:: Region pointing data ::
Segment Open
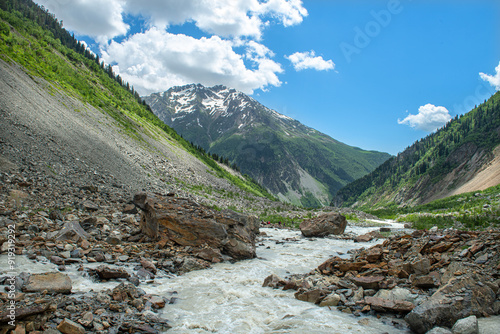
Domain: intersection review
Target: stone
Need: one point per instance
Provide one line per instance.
(157, 302)
(351, 266)
(72, 231)
(367, 237)
(210, 254)
(396, 294)
(147, 265)
(312, 296)
(467, 325)
(105, 272)
(373, 254)
(368, 282)
(188, 223)
(384, 305)
(425, 282)
(441, 247)
(439, 310)
(70, 327)
(129, 209)
(421, 266)
(482, 259)
(89, 206)
(439, 330)
(52, 282)
(273, 281)
(332, 299)
(324, 225)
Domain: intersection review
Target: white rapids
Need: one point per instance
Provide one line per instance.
(229, 298)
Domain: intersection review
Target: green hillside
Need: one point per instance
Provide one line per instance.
(419, 172)
(33, 38)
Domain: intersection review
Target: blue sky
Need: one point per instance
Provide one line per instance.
(374, 74)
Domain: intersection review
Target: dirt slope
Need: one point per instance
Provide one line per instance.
(57, 136)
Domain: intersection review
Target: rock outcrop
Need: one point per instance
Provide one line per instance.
(326, 224)
(432, 278)
(188, 223)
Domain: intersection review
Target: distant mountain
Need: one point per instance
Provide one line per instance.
(295, 162)
(463, 156)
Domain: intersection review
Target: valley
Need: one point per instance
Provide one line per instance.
(198, 209)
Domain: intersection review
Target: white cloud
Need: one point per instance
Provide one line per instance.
(225, 18)
(308, 60)
(155, 60)
(429, 118)
(494, 80)
(102, 20)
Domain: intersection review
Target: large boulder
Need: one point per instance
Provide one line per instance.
(326, 224)
(188, 223)
(449, 304)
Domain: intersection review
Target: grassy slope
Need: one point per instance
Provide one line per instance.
(422, 165)
(474, 210)
(42, 55)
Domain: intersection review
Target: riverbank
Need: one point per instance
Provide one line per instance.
(429, 278)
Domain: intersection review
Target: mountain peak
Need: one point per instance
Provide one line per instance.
(295, 162)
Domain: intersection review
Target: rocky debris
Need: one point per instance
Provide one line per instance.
(188, 223)
(49, 282)
(70, 327)
(467, 325)
(367, 237)
(324, 225)
(106, 273)
(433, 279)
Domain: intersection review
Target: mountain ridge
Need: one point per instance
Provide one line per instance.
(295, 162)
(450, 161)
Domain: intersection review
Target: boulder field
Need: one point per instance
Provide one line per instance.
(432, 279)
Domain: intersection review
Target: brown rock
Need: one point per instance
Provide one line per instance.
(312, 296)
(210, 254)
(441, 247)
(70, 327)
(420, 266)
(384, 305)
(351, 266)
(425, 282)
(105, 272)
(52, 282)
(273, 281)
(189, 224)
(440, 310)
(326, 224)
(368, 236)
(373, 254)
(368, 282)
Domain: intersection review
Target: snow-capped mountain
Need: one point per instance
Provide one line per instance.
(295, 162)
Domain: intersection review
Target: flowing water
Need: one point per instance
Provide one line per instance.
(229, 298)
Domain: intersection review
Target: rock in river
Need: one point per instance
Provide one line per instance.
(321, 226)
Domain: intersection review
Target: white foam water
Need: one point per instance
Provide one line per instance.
(229, 298)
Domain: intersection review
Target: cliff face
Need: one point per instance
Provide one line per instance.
(63, 141)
Segment Closed
:: Task goal ::
Once more, please print all the lines above exactly, without their pictures.

:: Written response ::
Domain: intersection review
Target: stone
Need: one point per instance
Provide one line per instance.
(157, 302)
(351, 266)
(72, 231)
(367, 237)
(210, 254)
(396, 294)
(147, 265)
(312, 296)
(467, 325)
(105, 272)
(373, 254)
(368, 282)
(188, 223)
(384, 305)
(425, 282)
(441, 247)
(439, 310)
(70, 327)
(129, 209)
(421, 266)
(482, 259)
(89, 206)
(439, 330)
(52, 282)
(273, 281)
(332, 299)
(324, 225)
Domain: intersection review
Target: white rapids
Need: one point per instance
Provide one line per instance.
(229, 298)
Domain: intersection review
Target: green hillside
Need: one point per instance
Provide one line per instance.
(419, 172)
(33, 38)
Domain: intersection review
Target: blue sky
Need: one point per instance
Provide one line per instance.
(374, 74)
Domain: intersection review
Target: dirt slope
Need: one point per instance
Provide one line per instance.
(57, 136)
Domain: intersection review
Target: rock outcrop
Need: one point per instance
Provide one line per instance.
(326, 224)
(432, 278)
(188, 223)
Domain: intersection review
Target: distant mountain
Need: one point per instance
Provide one line per instance.
(295, 162)
(463, 156)
Domain: intersection review
Target: valley
Need: one point per instance
Provide one line per instance.
(198, 209)
Domain: intersection review
Target: white cloud
Need: one point per instance
Provide one line per instance.
(225, 18)
(308, 60)
(155, 60)
(429, 118)
(494, 80)
(102, 20)
Domain: intersection review
Target: large boulder
Need: one point per instance
Provide one line per instance.
(326, 224)
(188, 223)
(449, 304)
Domain: intersection review
Target: grassy slope
Need: one point per instance
Provide one line per instance.
(422, 165)
(474, 210)
(42, 55)
Domain: intersection review
Target: riverbank
Need: one point per instance
Provide one line per instance.
(429, 278)
Domain: intersection review
Target: mountain peak
Need: one point per instance
Provide one line per instance.
(295, 162)
Domain: intersection review
Target: rocky debris
Need: one point per instance
Provide one line per instance.
(188, 223)
(49, 282)
(70, 327)
(467, 325)
(367, 237)
(324, 225)
(106, 273)
(433, 279)
Domain: intersection review
Target: mountain ridge
Need: one point per instance
Provide one line per instance.
(295, 162)
(450, 161)
Domain: intersection review
Target: boulder field
Need: one point per instance
Provide one line per instance.
(432, 279)
Domain: intersection review
Target: brown rock
Need: one point per instance
Provide one line per instance.
(312, 296)
(210, 254)
(441, 247)
(70, 327)
(420, 266)
(384, 305)
(351, 266)
(425, 282)
(105, 272)
(52, 282)
(273, 281)
(189, 224)
(440, 310)
(326, 224)
(368, 236)
(373, 254)
(368, 282)
Domain: intersection review
Target: snow-capped mountain
Need: one point per instance
Provide one line per instance.
(295, 162)
Domain: intersection review
Target: flowing water
Need: one point per instance
Provide one line per instance.
(229, 298)
Domain: intersection review
Target: rock in river
Need: one point per instance
Provide one line per instance.
(321, 226)
Domain: intersection review
Target: white foam water
Need: one point per instance
Provide one line per instance.
(229, 298)
Domain: intersection review
Target: cliff face
Need: one point per instance
Provide one line per instance.
(63, 141)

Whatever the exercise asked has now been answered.